Extract:

____

An Oklahoma grow facility was charged with racketeering charges for cultivating marijuana too close to their neighbor’s property threshold. Moving towards a new level of whistleblowing, next-door neighbors in Oklahoma filed a complaint against the operation under Racketeer Influenced and Corrupt Organizations (RICO)- one of the worst lawsuits- after accusing the growers of farming too close to their property. In the Northern District of Oklahoma, the neighbors, Keith and Stephanie Grant, filed the complaint, Grant et al. v. Flying Buds Farms L.L.C. et al. The lawsuit was against Grant and other affiliates of Flying Buds Farms for cultivating, distributing, and selling marijuana illegally.
According to the complaint, the Grants live in rural Oklahoma next to defendant Gary Bacon Jr. Bacon launched Flying Buds Farms with his co-defendant Derek Wachob in 2019 to cultivate marijuana and supply local dispensaries as well as their own D-Lux dispensary. Although the complaint concedes that the marijuana was farmed “approximately less than 50 feet away from the Grants’ property line,” the suit claims that the plaintiffs had to live “in the constant presence of an openly operating unlawful marijuana cultivation and distribution enterprise and a construction zone” thus making it impossible for them to properly “enjoy” their home. Pretty much everything about the cultivation operation bothered the couple next door.
The Grants asserted that they couldn’t enjoy their home due to bright lights at night, loud industrial fans, and alterations of the floodplain that eventually flooded parts of their property. Along with constant helicopter noises and the telltale cannabis odor, whether staff was firing up some rolling papers or simply the plants themselves, they said it had been a continuous disturbance. The Grants claim that their next-door neighbor’s business is illegal under federal law. However, Oklahoma’s government listed Flying Buds Farms under the Oklahoma Medical Marijuana Authority as a licensed grower as of December 15, 2021.

____

Provided data:
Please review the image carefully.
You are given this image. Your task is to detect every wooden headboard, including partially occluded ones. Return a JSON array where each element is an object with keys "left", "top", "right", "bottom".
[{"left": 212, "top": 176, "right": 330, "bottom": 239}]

____

According to the article on the Oklahoma marijuana lawsuit, as of what date was Flying Buds Farms listed as a licensed grower under the Oklahoma Medical Marijuana Authority?

Response to the task: December 15, 2021